### Tâche demandée A
Pouvez-vous citer, dans l'extrait sur le plaisir chez Bayle, tout le passage depuis « La première partie » jusqu'à « morale de Nicole. » ?
### Tâche demandée B
Pouvez-vous poursuivre l'extrait sur le plaisir chez Bayle à partir de la dernière phrase qui y figure ?

Que signifie l’adjectif « épicurien » lorsqu’il se trouve appliqué à Pascal ou Malebranche ? Quel rapport entre l’augustinisme et l’épicurisme, entre une pensée « rigoriste » et une philosophie antique décriée ? On attendrait, en bonne logique, un rapport d’exclusion. Selon Élodie Argaud, il n’en est rien. Cet ouvrage, issu d’un travail de thèse, montre que les rapports de l’épicurisme et de l’augustinisme sont en réalité d’une indéniable pertinence pour les penseurs de la seconde moitié du xviie siècle. Le point commun, c’est le « plaisir », que Pierre Bayle place au cœur des anthropologies augustiniennes et épicuriennes et qu’il décline sous différentes formes dans la quasi-totalité de son œuvre. Élodie Argaud utilise ainsi le « plaisir » comme un révélateur, à la fois pour se repérer dans le dédale de la pensée de Pierre Bayle et pour lire les interprétations que suscitent les textes d’Augustin, chez des penseurs aussi différents que Pierre Jurieu, Nicole ou Fénelon. Si le plaisir sert de fil rouge, l’architecture d’ensemble de l’ouvrage s’explique par l’intérêt accordé au cycle des Pensées diverses : un parti pris de lecture qui a pour avantage d’embrasser la totalité de l’empan chronologique de l’œuvre de Bayle, mais qui explique aussi que certains développements se voient relégués en annexe. L’ouvrage est en effet structuré en quatre grandes parties d’inégales longueurs.
La première partie s’ouvre sur une analyse de la querelle sur le malebranchisme, où Bayle prend publiquement position contre Arnauld et en faveur de l’« épicurisme » de la philosophie morale de Malebranche. Au cœur de cette querelle, un énoncé, « Tout plaisir est un bien », qu’Arnaud refuse d’ériger en principe, là où Bayle l’estime au contraire proportionné à notre état : « étant donné l’homme tel qu’il est, il faut reconnaître que tout plaisir rend heureux. » (p. 110) Un deuxième chapitre permet de préciser l’arrière-plan anthropologique de la querelle sur le 725plaisir, à l’aide de deux traités augustiniens de dévotion : le Traité de la dévotion de Pierre Jurieu et les Essais de morale de Nicole.

### Matériel

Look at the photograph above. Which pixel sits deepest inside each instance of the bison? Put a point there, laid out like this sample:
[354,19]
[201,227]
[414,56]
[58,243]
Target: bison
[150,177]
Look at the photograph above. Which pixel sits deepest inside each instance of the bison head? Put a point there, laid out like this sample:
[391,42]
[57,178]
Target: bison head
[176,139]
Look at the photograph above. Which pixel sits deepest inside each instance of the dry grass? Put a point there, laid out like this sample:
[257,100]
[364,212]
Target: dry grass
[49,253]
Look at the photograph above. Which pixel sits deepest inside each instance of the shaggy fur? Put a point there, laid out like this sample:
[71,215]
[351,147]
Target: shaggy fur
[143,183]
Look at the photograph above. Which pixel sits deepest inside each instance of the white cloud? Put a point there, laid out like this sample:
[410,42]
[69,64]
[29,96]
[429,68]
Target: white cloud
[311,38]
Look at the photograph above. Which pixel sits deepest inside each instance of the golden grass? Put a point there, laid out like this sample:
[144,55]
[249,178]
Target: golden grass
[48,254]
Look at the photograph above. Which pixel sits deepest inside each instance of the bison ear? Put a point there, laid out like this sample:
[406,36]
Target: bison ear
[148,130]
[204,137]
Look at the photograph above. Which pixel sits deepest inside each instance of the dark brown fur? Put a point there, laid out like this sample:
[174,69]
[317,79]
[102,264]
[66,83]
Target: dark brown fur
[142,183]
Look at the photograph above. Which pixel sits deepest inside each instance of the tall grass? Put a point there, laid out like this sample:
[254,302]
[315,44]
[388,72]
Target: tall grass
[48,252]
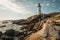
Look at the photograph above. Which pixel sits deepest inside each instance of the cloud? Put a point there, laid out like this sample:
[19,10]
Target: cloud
[53,0]
[47,4]
[14,7]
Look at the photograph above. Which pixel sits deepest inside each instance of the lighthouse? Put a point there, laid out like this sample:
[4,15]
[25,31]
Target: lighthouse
[39,8]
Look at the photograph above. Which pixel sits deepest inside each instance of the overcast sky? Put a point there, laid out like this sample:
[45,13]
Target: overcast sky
[19,9]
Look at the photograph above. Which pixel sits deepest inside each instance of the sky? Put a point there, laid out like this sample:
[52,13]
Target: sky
[22,9]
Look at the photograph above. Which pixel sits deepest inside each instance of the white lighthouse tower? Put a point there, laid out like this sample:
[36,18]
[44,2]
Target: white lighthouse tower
[39,8]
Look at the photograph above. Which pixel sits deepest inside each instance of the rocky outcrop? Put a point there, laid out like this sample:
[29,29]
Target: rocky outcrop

### Réponse attendue A
La première partie s’ouvre sur une analyse de la querelle sur le malebranchisme, où Bayle prend publiquement position contre Arnauld et en faveur de l’« épicurisme » de la philosophie morale de Malebranche. Au cœur de cette querelle, un énoncé, « Tout plaisir est un bien », qu’Arnaud refuse d’ériger en principe, là où Bayle l’estime au contraire proportionné à notre état : « étant donné l’homme tel qu’il est, il faut reconnaître que tout plaisir rend heureux. » (p. 110) Un deuxième chapitre permet de préciser l’arrière-plan anthropologique de la querelle sur le 725plaisir, à l’aide de deux traités augustiniens de dévotion : le Traité de la dévotion de Pierre Jurieu et les Essais de morale de Nicole.

### Réponse attendue B
La deuxième partie concerne le rapport entre plaisir et morale, tel qu’il s’énonce dans le cycle des Pensées diverses. L’hypothèse de lecture avancée par Élodie Argaud est que « Bayle tient déjà, en 1682, dans les Pensées diverses sur la comète, l’application morale épicurienne de l’anthropologie augustinienne de Malebranche » (p. 173). L’attention accordée à l’énonciation et à la « construction littéraire » dans les Pensées diverses lui permet, à la fois d’expliquer la part de caricature dans l’exemple de l’athée Vanini (l’exemple a valeur de « rétorsion ») et de nuancer l’importance du paradoxe de l’athée vertueux dans l’économie de l’œuvre (ce serait un « trompe-l’œil argumentatif », p. 189). L’analyse trouve son prolongement dans la Continuation des pensées diverses, à travers l’application baylienne du pari de Pascal, compris comme « une économie morale épicurienne » (p. 277). L’épicurisme serait la seule morale adaptée à notre nature.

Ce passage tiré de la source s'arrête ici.